This question came to me when I was designing the culture of a fictional country. I was wondering outside of the life sciences, why do we use gender, and should we keep it in our daily lives. In my own view the division of people by physical gender is pointless and serves only to create conflict.
Foot race or motorsport race?
Race to me is another thing I can't conform to because I am made up by a diversity of several ethnicities. I find putting people into segregated groups by skin colour and ethnicity is stupid.
Being of mixed heritage, I am rather confounded by the concept of racism - but I am still aware that I am of mixed heritage and know the race of both my mother and father; a concept that is confirmed by society recognizing their races as well. To try to deny that race exists not only erases their cultural identities, but erases my identity as well since my self perception has been significantly shaped by knowing I wasn't fully accepted in either culture. Hmmm, this is starting to sound a lot like your experience with gender.
That reality doesn't promote anything. It just is. That's like saying that black and white promote a desire for colors. They're just opposite shades that exist with or without our consent. Wringing your hands over their existence doesn't make them turn blue, red, yellow, or any shade of gray. Accept and embrace this, because it's the only reality there is, regarding this topic. The fact that the cause & effect of this reality has some egregious consequences, in your eyes, shouldn't blind you from all the great things that do come out of our reproductive system, and our undeniable gender differences, the semantics of which word to use notwithstanding.

## Dataset content
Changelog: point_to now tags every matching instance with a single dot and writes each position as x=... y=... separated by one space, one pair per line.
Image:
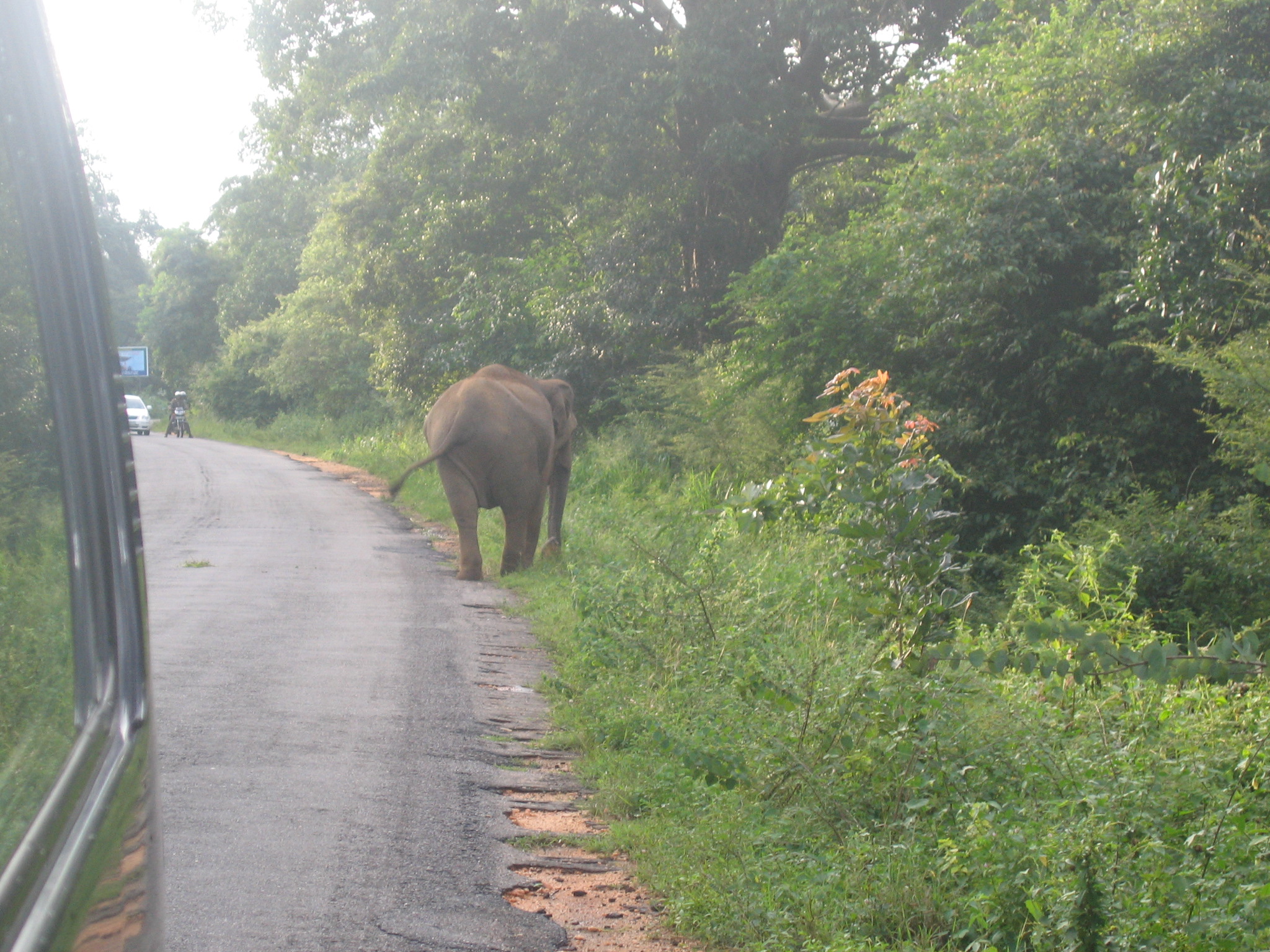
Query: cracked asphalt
x=324 y=782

## Goal 1
In the discussion of gender and race, what was the writer doing when the question about gender first came up?
## Goal 2
Continue the discussion of gender and race from where it stops.

## Written reply 1
Designing the culture of a fictional country.

## Written reply 2
But what wonderful conflict.
Anyway, you seem to be making an assumption that conflict is bad. In a dialectical realilty, conflict is part of the engine that results in all sorts of improvements.
Sexual reproduction allows our species (and others) to evolve more quickly in response to environmental changes. Gender is the reflection of the importance of reproduction in our lives and for our society. At its most base gender may be about reproduction and allowing the species to evolve, but the individual fates of members of our species (and their offspring) can be dramatically effected by their choice of mates. Gender is essentially the first issue or step if you will in our very complicated and vitally important mating rituals.
And beyond all that, how does natural selection explain the emergence of gender? While I believe in evolution wholeheartedly, I grant that it doesn't explain everything, or perhaps better: it doesn't always provide us with obvious, easily understood, prepackaged explanations.
How does natural selection create the two sexes, which can't reproduce without each other, in parallel and timed correctly so that heterosexuality can begin? And was there a period during which an early species existed in both heterosexual and unisexual forms, with heterosexuality finally prevailing.
It's hard to imagine how some creatures living and some creatures dying due to survivability resulted in heterosexuality, especially since it has a distinct disadvantage against unisexuality when it comes to moving the species forward and ensuring its survival, which is that if I'm a unisexual creature, I don't need to find a mate, I can just produce clones of myself. Unisexual creatures have demonstrated survivability. they are very ancient and all around us.
It's a puzzle to which we may never know the answer.
BTW, search on "how does evolution explain heterosexuality?" in google and notice that all the main answers have thE original question changed around to a totally different and unrelated question. All those first answers are about "how does evolution explain HOMOSEXUALITY?"!!!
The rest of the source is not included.